**CONSIGNE**. Pouvez-vous modifier les lignes allant de celle qui contient « segment the street lamp post » jusqu'à celle qui contient « 44L170 46L170 128L172 », en remplaçant « outline » par « polygon » sans rien changer d'autre, puis ne rendre que ces lignes ?

**DONNÉES FOURNIES**.
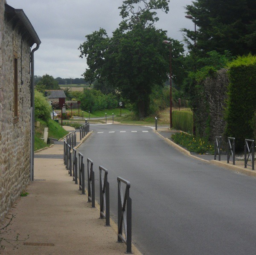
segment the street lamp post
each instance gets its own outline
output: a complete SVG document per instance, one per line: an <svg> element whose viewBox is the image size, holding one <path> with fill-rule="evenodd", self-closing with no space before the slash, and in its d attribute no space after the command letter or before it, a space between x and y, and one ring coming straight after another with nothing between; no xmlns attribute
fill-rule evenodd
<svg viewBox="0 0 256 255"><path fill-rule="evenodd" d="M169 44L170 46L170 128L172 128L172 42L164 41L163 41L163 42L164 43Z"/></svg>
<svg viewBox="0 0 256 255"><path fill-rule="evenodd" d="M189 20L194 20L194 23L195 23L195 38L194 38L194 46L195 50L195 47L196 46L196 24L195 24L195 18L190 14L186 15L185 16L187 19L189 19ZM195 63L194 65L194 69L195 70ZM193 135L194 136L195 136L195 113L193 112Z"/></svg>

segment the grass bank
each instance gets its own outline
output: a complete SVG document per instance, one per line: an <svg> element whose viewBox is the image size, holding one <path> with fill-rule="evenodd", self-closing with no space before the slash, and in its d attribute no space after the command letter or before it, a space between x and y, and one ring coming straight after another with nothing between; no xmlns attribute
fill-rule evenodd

==

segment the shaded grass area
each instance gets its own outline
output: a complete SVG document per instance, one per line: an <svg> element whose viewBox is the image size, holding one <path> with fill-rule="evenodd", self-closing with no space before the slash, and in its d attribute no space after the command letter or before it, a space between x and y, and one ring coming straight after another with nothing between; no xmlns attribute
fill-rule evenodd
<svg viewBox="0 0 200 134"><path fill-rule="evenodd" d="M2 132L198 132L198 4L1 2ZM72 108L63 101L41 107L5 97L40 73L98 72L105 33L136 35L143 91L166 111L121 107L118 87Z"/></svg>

**RÉPONSE ATTENDUE**.
segment the street lamp post
each instance gets its own polygon
output: a complete SVG document per instance, one per line: an <svg> element whose viewBox is the image size, holding one <path> with fill-rule="evenodd", self-closing with no space before the slash, and in its d attribute no space after the command letter or before it, a space between x and y, and one ring coming straight after another with nothing between; no xmlns attribute
fill-rule evenodd
<svg viewBox="0 0 256 255"><path fill-rule="evenodd" d="M169 44L170 46L170 128L172 128L172 42L164 41L163 41L163 42L164 43Z"/></svg>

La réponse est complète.